[Dataset entries]
##########

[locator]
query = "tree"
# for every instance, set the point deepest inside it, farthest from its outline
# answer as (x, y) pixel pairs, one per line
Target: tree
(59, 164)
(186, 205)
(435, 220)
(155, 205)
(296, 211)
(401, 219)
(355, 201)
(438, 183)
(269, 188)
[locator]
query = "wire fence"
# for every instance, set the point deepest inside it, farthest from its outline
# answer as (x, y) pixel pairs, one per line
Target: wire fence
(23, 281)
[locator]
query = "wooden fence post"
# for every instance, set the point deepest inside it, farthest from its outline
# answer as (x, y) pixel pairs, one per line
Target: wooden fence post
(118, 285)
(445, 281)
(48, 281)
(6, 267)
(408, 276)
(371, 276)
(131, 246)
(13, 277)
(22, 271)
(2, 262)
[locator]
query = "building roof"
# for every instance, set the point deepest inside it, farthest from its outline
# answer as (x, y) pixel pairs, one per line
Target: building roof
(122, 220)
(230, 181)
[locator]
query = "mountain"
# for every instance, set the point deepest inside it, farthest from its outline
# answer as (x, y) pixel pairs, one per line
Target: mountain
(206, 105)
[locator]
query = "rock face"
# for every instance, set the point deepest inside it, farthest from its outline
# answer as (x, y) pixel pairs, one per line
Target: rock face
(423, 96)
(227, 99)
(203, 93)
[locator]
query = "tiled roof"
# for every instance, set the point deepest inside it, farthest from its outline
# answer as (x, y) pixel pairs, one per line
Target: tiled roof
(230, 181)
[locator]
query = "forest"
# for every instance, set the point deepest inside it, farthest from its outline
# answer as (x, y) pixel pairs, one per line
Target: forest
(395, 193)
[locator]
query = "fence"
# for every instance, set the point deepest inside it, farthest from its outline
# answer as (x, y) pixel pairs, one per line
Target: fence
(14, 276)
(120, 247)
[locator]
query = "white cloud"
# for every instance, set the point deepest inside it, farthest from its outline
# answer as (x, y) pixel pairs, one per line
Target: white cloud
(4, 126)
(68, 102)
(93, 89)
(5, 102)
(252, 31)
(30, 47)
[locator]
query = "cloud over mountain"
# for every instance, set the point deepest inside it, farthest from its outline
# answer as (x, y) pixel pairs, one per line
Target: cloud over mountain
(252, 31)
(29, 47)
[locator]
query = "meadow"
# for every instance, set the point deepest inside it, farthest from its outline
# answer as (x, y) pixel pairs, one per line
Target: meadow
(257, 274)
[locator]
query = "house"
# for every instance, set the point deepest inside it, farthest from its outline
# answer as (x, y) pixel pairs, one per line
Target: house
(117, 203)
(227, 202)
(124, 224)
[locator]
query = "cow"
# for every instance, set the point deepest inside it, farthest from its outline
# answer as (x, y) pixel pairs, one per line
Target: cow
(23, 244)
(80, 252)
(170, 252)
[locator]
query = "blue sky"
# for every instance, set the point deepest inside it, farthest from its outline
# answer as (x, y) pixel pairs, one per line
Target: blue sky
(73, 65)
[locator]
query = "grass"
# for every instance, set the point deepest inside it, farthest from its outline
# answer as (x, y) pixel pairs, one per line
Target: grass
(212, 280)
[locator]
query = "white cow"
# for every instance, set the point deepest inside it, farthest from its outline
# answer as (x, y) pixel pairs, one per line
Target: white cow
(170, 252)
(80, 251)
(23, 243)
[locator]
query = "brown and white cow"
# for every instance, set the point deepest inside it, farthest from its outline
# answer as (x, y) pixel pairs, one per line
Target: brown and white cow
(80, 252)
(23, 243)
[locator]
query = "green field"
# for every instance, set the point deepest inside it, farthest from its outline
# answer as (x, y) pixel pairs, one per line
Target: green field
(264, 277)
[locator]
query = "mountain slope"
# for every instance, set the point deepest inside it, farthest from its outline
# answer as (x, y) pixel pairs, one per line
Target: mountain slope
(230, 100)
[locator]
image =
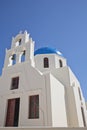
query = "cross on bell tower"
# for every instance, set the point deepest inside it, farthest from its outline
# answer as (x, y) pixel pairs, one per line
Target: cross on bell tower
(22, 50)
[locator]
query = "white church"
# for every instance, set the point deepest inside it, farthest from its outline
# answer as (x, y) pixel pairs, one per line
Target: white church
(38, 88)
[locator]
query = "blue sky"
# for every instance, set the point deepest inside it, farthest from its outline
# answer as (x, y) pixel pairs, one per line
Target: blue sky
(61, 24)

##########

_TASK DIRECTIONS_.
Would you set down the entries exactly as given, minus their pictures?

_WRITTEN ANSWER_.
[locator]
query = "tree"
# for every instance, set the point deepest inside it, farthest from its outline
# answer as (x, y) pixel pairs, one per line
Target: tree
(59, 164)
(186, 205)
(435, 220)
(155, 205)
(296, 211)
(401, 219)
(355, 201)
(438, 183)
(269, 188)
[locator]
query = "wire fence"
# for every instance, set the point deepest inside it, farthest from its outline
# answer as (x, y) pixel pairs, one per line
Target: wire fence
(23, 281)
[locator]
query = "wooden fence post"
# for every instance, set the point deepest inside it, farthest from its outline
# answer as (x, y) pixel pairs, one per line
Target: wooden fence post
(118, 285)
(445, 281)
(48, 281)
(6, 267)
(408, 276)
(371, 276)
(131, 246)
(13, 277)
(22, 271)
(2, 262)
[locator]
query = "building roof"
# for every instance, set the point deepest inside it, farthest from its outline
# answer as (x, y) pixel pairs, one per line
Target: building roof
(122, 220)
(230, 181)
[locator]
query = "mountain"
# for every instance, set the point deepest inside it, farthest from its outline
# answer as (x, y) pixel pairs, one per line
Target: mountain
(206, 105)
[locator]
query = "rock face"
# for every instance, set the point deepest inside it, farthest from its outline
# answer as (x, y) pixel pairs, one per line
Target: rock face
(423, 96)
(227, 99)
(203, 93)
[locator]
query = "tiled roof"
# for every instance, set the point deepest inside it, farthest from its outline
# answer as (x, y) pixel pairs, one per line
Target: tiled roof
(230, 181)
[locator]
query = "forest"
# for every instance, set the point deepest inside it, farthest from its outline
# answer as (x, y) pixel pairs, one per line
Target: forest
(395, 193)
[locator]
query = "fence"
# for every instance, set the point deepest inside it, farthest from its outline
# answer as (x, y) pixel pairs, one per line
Target: fence
(14, 276)
(120, 247)
[locator]
query = "white cloud"
# for every instance, set the point deepest inside it, farthest from its outline
# answer as (x, y) pixel pairs, one per line
Target: white cloud
(4, 126)
(68, 102)
(93, 89)
(5, 102)
(252, 31)
(30, 47)
[locator]
query = "cloud over mountain"
# for every instance, set the point deepest inside it, farthest from its outline
# answer as (x, y) pixel pairs, one per line
Target: cloud over mountain
(252, 31)
(29, 47)
[locator]
query = "meadow"
# for every instance, set the point deepest inside it, farthest from its outline
# answer as (x, y) pixel pairs, one per line
Target: meadow
(257, 274)
[locator]
query = "house"
# for every instance, set the point deepest inside it, farthest from its outline
# answer as (x, y) pixel pairs, one per line
Target: house
(117, 203)
(227, 202)
(124, 224)
[locator]
query = "cow"
# for every instance, set the point deepest inside it, farthest from its outline
# answer as (x, y) pixel pairs, one per line
Target: cow
(23, 244)
(80, 252)
(170, 252)
[locator]
query = "blue sky"
# for every instance, set the point deepest inside it, farthest from its outline
# answer as (x, y) pixel pairs, one per line
Target: blue sky
(73, 65)
[locator]
query = "grass"
# for every instance, set the point deepest inside it, farthest from its outline
# answer as (x, y) pixel pairs, one per line
Target: grass
(212, 280)
[locator]
query = "white cow"
# for every instance, set the point deepest inside it, farthest from its outline
# answer as (x, y) pixel pairs, one per line
Target: white cow
(170, 252)
(80, 251)
(23, 243)
[locator]
query = "brown and white cow"
# for every instance, set the point deepest inside it, farthest from its outline
# answer as (x, y) pixel pairs, one per line
Target: brown and white cow
(80, 252)
(23, 243)
[locator]
query = "green field"
# for every instance, set the point deepest inside it, farthest from its outline
# answer as (x, y) pixel pairs, one per line
Target: green field
(264, 277)
[locator]
query = "mountain slope"
# for every instance, set the point deepest inside it, farthest from its outline
# answer as (x, y) pixel pairs, one per line
Target: mountain slope
(230, 100)
[locator]
image =
query = "cross on bell tower"
# for every instance, set the point deepest inside it, farthest from its outline
# answer as (x, y) pixel pairs, one per line
Target: cross on bell tower
(22, 50)
[locator]
query = "white church"
# for every instance, set the point deepest inside it, farthest from its outline
# answer as (x, y) pixel pairs, one per line
Target: white church
(38, 88)
[locator]
query = "blue sky"
# for every instance, set the point deepest inside it, farthest from its outline
# answer as (x, y) pixel pairs, one per line
Target: blue sky
(61, 24)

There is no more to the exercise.